PASSAGE PROVIDED –
○ ○ ○ ○ ○ ○ ○
New Mexico Supreme Court clarifies 911 dispatcher immunity from lawsuits
A view of the Organ Mountains and surrounding desert in Doña Ana County on Sunday, April 7, 2024. (Photo by Leah Romero for Source NM)
New Mexico's highest court on Monday clarified a question posed by a federal court about which law to consider when weighing an emergency dispatcher's legal immunity from allegations of a mishandled 911 call.
The ruling stems from the death of a 16-year-old boy who was hiking with his family in July 2020 in the Organ Mountains in Doña Ana County when he started suffering from heat stroke. His mother called 911, which a Mesilla Valley Regional Dispatch Authority 911 dispatcher answered and then routed to the New Mexico Department of Public Safety.
In a wrongful death lawsuit, the child's estate and family alleged that the Mesilla Valley dispatcher made a series of missteps that delayed the emergency medical response, and that DPS' dispatch center incorrectly noted their location that day.
The Mesilla Valley Regional Dispatch Authority and DPS each asked the judge to dismiss the case, pointing to a New Mexico law called the Enhanced 911 Act that provides legal immunity to local governments and their contractors who run 911 dispatch systems 'except for intentional acts.'
The federal court delayed a decision to dismiss the case and asked the New Mexico Supreme Court to weigh in.
In a unanimous decision published on Monday, the New Mexico Supreme Court found that the Enhanced 911 Act, 'has no bearing on the 911 dispatchers' immunity from liability for the allegedly mishandled 911 emergency medical calls.'
Instead, the justices wrote, immunity for dispatchers is governed by a law the Legislature passed six years prior to the Enhanced 911 Act: the Enhanced Medical Services Act, which provides immunity for dispatchers except for damages caused by negligence.
'Succinctly stated, important changes in statutory law are not generally made through inconspicuous means,' the justices wrote. 'Applying that principle here, we cannot conclude that the Legislature would announce a new rule more broadly immunizing 911 dispatchers from liability except for intentional acts in the space of one phrase in a statute primarily addressing enhanced 911 infrastructure and funding that makes only isolated and generalized references to 911 dispatchers or their equivalents.'
The justices wrote that their ruling is only meant to clarify for the federal court which law to apply; they made no findings as to how it should apply the law to the boy's death.
Under a new statewide emergency dispatch system expected to launch in August, dispatchers won't have to rely on callers to determine their location and instead will be able to track the cell phone's location data.
○ ○ ○ ○ ○ ○ ○
EXERCISE DATA –
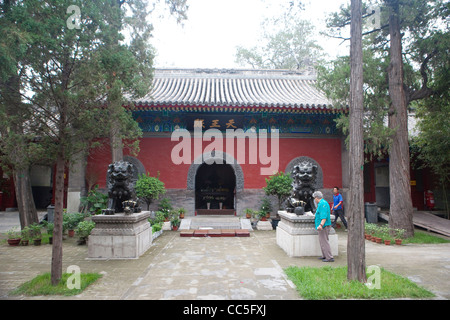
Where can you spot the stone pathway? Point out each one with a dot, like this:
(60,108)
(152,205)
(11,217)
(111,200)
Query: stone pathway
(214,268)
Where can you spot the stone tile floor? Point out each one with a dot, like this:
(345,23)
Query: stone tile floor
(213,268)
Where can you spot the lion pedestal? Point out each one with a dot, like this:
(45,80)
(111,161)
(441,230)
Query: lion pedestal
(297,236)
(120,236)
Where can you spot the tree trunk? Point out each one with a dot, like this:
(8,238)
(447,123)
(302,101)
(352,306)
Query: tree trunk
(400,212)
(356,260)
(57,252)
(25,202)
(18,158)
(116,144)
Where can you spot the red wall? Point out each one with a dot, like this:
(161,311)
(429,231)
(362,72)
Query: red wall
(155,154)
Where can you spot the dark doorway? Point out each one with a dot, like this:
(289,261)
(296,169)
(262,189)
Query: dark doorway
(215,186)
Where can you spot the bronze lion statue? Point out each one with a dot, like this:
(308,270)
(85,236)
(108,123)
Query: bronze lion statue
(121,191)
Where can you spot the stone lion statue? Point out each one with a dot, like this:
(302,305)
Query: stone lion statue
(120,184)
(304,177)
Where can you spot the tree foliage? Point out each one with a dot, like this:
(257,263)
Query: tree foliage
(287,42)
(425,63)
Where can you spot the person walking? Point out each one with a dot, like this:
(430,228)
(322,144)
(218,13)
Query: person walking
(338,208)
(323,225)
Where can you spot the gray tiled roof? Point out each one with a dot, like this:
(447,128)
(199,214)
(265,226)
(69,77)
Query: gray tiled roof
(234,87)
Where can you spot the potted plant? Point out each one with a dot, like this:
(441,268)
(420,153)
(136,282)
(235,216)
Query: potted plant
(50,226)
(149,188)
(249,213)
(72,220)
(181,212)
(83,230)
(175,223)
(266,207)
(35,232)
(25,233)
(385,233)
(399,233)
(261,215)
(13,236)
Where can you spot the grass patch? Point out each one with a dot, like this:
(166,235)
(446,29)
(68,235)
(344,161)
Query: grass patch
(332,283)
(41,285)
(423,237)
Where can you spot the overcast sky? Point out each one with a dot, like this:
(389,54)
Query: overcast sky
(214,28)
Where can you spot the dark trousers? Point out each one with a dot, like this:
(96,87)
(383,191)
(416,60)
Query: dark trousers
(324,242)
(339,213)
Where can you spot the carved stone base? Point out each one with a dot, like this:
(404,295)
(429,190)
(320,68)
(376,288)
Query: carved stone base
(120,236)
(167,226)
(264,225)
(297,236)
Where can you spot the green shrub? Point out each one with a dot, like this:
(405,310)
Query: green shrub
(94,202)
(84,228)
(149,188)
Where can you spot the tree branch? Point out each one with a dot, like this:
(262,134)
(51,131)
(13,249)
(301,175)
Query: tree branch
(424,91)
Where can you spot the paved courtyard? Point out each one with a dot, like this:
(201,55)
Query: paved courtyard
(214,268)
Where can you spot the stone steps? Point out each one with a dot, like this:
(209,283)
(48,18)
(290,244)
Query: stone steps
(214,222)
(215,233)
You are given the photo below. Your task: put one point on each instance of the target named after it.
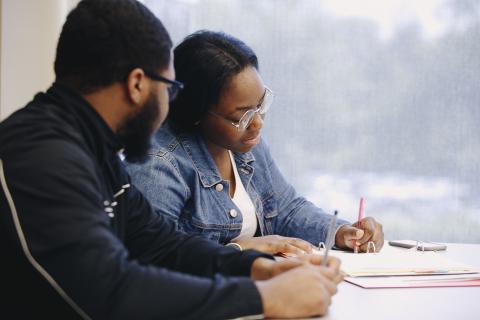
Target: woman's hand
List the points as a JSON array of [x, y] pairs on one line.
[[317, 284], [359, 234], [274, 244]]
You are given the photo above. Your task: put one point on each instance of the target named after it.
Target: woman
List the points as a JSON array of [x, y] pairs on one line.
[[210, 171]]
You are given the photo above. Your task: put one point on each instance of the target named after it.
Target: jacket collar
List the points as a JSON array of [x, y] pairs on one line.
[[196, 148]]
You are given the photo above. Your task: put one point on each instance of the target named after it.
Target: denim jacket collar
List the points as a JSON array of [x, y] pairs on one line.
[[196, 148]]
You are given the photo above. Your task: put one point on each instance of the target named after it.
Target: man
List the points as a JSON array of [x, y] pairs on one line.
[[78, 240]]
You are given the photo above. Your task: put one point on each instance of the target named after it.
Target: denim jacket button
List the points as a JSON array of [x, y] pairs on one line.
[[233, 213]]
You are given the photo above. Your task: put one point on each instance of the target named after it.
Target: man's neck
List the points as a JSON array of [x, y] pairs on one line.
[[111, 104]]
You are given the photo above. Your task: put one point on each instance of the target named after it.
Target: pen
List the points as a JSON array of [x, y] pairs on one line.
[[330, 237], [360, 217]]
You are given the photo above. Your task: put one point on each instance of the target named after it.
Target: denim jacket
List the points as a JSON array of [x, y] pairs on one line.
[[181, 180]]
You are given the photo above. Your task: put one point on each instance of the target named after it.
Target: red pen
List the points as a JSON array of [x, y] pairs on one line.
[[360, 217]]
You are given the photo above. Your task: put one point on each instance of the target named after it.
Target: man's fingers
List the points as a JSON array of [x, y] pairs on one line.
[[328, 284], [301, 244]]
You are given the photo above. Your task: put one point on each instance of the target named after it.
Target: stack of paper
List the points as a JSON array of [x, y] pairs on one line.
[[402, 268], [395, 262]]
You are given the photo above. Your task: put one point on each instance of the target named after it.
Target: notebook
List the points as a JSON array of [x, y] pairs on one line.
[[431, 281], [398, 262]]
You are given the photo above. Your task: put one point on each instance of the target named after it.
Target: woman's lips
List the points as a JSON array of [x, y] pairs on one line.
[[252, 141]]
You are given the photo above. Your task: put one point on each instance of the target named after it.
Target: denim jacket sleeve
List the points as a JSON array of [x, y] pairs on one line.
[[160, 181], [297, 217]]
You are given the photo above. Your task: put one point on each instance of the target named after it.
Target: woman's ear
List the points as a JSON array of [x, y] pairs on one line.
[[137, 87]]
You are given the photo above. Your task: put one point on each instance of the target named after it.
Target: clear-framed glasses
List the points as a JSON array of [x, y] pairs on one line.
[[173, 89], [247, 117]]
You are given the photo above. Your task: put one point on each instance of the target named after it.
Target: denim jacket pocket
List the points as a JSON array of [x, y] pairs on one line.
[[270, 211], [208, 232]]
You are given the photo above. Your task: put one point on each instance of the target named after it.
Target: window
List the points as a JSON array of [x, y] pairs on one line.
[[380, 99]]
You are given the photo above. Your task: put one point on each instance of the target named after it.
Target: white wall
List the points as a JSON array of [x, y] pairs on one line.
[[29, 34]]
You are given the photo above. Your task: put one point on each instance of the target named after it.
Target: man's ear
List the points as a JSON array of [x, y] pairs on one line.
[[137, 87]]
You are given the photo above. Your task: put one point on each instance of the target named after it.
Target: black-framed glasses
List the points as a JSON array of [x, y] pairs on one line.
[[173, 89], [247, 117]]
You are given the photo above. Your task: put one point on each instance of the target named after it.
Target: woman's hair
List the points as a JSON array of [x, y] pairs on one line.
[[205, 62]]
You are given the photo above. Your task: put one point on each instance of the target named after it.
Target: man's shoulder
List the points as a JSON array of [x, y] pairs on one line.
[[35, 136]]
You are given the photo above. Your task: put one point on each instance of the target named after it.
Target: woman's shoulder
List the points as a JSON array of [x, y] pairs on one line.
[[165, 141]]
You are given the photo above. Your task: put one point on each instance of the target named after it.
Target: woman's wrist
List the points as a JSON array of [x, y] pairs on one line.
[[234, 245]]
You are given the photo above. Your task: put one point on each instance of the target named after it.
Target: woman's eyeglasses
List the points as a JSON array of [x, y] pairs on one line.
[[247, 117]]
○ ○ ○ ○ ○ ○ ○
YOUR INSTRUCTIONS –
In the article on 911 dispatcher immunity:
(a) Which agency's dispatcher answered the mother's 911 call?
(b) How many years before the Enhanced 911 Act did the Legislature pass the Enhanced Medical Services Act?
(c) When is the new statewide emergency dispatch system expected to launch?
None of the entries are needed.

ANSWER FOR THIS EXERCISE –
(a) The Mesilla Valley Regional Dispatch Authority.
(b) Six years.
(c) In August.